GREECE 2006 - Weeks 12~13

      View this week's photos

Bottom of News Page

Return to Index Page

WEEK 13 NEWS - Western Macedonia and Epiros - the Prespa Lakes, Zagoria villages and Vikos Gorge, Dodona, Lia;  and finally the ferry from Igoumenitsa back to Venice:

The broad Macedonian plain rises suddenly at its western limit to a high plateau, and perched on the escarpment edge is Edessa, our next stop. Water courses from the mountains converge to flow through the town and plunge down to the plain below, endowing Edessa with its main asset, the magnificent waterfalls.

━━━━━━━━━━━━━━━━━━━━

• [Short problem 1]
Reproduce the Greece travel page word for word, everything from "View this week's" down to "the magnificent waterfalls.".
The Greece travel page and the records are separate, unrelated material.

• [Listing]
━━━━━━━━━━━━━━━━━━━━

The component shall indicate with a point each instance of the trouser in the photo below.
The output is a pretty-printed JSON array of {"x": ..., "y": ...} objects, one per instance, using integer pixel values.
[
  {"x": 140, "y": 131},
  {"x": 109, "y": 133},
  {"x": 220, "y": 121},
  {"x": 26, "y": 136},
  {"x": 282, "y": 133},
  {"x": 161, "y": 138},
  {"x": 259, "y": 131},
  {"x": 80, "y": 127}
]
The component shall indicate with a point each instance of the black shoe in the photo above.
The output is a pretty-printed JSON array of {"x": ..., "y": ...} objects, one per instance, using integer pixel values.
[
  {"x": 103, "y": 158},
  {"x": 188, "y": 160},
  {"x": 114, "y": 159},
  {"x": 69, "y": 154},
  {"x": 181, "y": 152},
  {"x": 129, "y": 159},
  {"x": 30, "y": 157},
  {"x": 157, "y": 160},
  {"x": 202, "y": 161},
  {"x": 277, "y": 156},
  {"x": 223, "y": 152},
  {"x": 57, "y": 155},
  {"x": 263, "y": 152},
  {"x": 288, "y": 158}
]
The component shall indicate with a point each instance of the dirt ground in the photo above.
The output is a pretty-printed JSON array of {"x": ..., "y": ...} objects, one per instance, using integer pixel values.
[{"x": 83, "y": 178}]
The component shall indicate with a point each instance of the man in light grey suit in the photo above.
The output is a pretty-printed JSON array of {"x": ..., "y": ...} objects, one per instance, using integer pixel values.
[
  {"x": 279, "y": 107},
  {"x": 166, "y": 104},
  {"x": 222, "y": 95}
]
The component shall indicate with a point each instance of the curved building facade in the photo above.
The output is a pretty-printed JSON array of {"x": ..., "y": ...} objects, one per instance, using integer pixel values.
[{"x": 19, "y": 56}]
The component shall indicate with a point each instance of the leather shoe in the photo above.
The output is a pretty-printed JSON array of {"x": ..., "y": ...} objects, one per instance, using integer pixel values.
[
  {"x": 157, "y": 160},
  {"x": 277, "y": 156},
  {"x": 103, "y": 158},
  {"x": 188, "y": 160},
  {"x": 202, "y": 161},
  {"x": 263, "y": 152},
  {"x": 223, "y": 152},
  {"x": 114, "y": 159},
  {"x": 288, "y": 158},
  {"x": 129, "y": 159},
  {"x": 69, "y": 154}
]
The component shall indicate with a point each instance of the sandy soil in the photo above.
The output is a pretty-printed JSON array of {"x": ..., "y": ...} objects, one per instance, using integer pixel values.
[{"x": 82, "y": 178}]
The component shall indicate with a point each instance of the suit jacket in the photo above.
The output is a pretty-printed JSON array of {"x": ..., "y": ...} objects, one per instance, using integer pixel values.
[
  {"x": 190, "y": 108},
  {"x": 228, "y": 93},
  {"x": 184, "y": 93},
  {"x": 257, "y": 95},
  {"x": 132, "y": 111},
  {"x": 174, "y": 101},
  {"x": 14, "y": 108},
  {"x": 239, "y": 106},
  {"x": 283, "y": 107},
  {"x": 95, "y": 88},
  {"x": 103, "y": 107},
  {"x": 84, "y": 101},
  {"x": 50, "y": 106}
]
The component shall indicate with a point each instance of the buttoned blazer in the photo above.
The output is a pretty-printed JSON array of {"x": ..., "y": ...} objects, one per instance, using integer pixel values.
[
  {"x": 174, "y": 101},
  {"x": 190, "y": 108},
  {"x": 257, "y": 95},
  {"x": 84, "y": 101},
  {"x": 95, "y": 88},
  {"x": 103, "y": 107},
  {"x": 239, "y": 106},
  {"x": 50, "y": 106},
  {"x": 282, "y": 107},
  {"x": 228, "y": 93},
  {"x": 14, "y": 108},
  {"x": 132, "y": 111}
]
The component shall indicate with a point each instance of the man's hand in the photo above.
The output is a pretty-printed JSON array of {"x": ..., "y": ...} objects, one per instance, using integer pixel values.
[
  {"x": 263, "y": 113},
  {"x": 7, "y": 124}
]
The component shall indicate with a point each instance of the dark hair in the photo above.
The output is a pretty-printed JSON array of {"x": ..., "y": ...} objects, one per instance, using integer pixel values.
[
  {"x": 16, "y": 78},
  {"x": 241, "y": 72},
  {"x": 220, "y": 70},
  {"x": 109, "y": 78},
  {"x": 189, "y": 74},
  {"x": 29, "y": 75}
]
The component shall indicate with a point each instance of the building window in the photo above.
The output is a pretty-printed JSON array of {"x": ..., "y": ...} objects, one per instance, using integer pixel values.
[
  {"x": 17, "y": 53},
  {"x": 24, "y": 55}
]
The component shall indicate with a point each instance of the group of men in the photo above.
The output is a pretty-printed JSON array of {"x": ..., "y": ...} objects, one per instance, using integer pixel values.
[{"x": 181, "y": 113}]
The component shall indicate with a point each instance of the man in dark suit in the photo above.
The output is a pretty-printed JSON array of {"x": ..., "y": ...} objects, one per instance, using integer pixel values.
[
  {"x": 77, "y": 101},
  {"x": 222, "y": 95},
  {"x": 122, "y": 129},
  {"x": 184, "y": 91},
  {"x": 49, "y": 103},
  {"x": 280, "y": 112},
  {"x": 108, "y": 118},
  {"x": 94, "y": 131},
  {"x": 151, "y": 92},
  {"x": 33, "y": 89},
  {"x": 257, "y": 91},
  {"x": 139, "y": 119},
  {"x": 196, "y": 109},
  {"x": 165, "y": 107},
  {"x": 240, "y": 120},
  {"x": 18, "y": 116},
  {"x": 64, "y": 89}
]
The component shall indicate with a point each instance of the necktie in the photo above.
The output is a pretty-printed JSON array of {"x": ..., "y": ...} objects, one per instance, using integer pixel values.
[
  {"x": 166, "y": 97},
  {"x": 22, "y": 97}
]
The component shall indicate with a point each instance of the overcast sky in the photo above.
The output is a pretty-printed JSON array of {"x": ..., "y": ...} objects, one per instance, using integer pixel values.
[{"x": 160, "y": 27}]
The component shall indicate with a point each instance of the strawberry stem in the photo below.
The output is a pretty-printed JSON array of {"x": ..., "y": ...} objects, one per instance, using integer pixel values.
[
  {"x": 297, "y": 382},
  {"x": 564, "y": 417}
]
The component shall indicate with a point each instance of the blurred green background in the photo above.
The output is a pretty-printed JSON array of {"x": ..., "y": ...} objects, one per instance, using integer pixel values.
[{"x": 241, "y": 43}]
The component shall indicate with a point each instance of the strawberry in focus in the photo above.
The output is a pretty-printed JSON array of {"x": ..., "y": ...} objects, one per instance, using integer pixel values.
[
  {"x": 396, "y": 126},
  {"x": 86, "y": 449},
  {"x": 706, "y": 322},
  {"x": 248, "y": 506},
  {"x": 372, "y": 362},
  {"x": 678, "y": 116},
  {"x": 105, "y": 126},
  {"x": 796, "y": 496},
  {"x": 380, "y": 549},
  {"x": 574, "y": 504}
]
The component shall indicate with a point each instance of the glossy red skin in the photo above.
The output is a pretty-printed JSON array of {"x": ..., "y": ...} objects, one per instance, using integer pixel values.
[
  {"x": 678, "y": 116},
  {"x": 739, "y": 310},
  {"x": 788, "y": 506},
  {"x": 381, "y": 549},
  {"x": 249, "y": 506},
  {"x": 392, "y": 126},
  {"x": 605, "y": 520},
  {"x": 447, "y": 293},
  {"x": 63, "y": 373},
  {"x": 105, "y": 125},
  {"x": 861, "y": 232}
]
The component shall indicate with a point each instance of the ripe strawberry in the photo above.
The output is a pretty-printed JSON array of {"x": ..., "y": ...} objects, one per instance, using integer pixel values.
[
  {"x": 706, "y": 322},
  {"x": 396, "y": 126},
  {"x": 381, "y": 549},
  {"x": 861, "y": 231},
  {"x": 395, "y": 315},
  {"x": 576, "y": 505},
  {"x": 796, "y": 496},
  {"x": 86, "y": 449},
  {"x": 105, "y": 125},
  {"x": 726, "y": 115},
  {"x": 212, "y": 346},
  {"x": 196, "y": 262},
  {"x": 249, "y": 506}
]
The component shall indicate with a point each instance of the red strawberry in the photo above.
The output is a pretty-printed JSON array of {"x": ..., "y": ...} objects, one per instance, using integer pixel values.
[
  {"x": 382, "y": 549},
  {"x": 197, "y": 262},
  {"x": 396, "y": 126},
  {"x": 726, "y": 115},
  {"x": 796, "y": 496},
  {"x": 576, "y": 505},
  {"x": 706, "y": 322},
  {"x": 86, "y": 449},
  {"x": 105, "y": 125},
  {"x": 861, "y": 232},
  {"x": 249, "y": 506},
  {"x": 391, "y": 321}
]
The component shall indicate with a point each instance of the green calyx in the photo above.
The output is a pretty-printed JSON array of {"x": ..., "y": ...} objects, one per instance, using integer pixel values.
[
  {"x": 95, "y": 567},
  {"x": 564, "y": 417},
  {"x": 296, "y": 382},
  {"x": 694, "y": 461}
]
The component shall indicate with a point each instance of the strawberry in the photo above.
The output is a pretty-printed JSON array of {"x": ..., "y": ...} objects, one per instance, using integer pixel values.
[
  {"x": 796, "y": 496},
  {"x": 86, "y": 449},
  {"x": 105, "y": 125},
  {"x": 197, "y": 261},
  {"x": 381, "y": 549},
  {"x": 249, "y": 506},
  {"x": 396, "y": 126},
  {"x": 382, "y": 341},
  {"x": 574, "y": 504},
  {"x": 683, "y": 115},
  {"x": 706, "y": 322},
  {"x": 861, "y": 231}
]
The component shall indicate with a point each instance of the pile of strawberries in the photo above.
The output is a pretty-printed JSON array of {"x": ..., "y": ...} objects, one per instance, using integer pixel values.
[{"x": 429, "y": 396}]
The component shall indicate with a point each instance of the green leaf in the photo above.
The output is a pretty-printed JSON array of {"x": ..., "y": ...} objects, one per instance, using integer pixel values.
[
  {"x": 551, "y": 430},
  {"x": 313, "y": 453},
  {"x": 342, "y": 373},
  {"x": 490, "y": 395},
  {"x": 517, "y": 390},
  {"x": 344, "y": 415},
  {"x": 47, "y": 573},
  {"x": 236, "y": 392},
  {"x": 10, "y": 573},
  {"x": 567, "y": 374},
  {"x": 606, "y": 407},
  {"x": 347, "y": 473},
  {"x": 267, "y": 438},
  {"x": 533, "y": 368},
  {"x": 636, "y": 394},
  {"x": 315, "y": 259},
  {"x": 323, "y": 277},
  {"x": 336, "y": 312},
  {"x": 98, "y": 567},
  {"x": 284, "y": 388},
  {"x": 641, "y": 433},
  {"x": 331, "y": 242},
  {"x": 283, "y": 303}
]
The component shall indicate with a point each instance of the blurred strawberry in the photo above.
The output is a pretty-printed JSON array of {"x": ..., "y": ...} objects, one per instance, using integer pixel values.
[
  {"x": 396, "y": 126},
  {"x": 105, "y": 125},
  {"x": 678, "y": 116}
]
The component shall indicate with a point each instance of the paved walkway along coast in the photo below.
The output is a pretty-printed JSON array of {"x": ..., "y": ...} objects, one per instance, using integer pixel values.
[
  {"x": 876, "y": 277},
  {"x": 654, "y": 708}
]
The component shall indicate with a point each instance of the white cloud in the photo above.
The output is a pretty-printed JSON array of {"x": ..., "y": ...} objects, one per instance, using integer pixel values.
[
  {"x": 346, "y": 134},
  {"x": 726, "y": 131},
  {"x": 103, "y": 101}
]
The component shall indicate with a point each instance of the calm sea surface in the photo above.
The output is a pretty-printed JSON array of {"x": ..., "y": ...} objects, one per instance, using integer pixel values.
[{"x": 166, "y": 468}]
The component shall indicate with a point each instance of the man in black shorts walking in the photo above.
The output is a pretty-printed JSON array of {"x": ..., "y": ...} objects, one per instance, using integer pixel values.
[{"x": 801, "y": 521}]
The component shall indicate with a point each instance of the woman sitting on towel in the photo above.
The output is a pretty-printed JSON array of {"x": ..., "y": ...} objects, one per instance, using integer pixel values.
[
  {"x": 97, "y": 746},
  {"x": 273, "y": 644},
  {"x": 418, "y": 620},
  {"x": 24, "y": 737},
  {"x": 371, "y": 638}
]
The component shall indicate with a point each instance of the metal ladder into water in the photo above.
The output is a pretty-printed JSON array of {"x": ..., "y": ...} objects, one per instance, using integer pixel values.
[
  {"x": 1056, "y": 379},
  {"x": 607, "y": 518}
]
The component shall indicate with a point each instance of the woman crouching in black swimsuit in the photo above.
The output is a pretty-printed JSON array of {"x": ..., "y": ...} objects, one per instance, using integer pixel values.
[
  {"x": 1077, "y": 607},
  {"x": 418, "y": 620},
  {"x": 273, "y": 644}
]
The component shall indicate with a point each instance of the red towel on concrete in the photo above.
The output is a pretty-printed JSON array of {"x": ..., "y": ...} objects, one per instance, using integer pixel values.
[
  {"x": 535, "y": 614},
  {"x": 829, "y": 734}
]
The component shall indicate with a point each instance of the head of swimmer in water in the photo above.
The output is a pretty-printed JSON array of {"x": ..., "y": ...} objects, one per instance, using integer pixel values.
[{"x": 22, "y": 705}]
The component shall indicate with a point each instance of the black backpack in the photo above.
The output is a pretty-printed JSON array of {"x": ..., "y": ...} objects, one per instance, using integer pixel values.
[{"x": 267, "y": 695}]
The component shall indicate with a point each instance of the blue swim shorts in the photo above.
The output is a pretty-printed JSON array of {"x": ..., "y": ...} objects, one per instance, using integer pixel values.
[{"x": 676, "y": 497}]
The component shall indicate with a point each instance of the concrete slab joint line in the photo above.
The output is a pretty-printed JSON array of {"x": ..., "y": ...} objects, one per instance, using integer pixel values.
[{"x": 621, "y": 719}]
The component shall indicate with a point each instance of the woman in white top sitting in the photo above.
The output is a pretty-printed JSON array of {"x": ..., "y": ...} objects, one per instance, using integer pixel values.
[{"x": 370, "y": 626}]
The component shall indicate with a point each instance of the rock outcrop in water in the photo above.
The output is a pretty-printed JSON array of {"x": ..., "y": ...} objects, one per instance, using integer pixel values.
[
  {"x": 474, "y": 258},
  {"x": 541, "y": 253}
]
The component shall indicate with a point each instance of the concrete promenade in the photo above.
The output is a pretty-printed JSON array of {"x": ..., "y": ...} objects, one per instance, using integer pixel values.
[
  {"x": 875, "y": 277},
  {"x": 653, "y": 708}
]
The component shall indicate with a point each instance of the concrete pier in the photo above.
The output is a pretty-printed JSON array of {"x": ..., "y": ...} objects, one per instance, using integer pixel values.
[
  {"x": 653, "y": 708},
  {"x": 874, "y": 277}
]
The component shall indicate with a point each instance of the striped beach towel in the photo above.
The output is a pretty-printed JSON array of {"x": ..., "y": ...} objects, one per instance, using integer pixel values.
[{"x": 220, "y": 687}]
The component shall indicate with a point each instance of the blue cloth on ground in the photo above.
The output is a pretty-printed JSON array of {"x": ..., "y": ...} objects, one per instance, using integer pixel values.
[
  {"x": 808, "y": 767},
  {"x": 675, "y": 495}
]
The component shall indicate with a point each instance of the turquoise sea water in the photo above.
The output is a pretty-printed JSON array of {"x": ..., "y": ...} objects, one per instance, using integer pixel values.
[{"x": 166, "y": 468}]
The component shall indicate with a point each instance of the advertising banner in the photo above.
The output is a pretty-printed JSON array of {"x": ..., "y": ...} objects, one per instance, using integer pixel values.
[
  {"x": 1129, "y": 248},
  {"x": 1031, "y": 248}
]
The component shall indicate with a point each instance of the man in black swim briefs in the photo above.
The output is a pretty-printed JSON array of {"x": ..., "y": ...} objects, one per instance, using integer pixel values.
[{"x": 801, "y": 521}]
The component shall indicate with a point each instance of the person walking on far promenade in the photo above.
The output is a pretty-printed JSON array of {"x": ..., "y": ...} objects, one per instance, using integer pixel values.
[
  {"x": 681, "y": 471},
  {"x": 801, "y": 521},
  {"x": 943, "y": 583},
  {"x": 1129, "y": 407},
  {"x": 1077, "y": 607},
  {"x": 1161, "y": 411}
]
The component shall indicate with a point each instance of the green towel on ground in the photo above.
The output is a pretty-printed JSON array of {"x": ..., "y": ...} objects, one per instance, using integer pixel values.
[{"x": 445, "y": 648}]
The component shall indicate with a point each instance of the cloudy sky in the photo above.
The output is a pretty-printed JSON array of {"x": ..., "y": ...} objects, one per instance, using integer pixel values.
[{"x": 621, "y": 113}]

━━━━━━━━━━━━━━━━━━━━

• [Short problem 2]
How many lines of the records contain the string "building"? Reply with the number alone.

• [Full output 1]
View this week's photos

Bottom of News Page

Return to Index Page

WEEK 13 NEWS - Western Macedonia and Epiros - the Prespa Lakes, Zagoria villages and Vikos Gorge, Dodona, Lia;  and finally the ferry from Igoumenitsa back to Venice:

The broad Macedonian plain rises suddenly at its western limit to a high plateau, and perched on the escarpment edge is Edessa, our next stop. Water courses from the mountains converge to flow through the town and plunge down to the plain below, endowing Edessa with its main asset, the magnificent waterfalls.

• [Full output 2]
2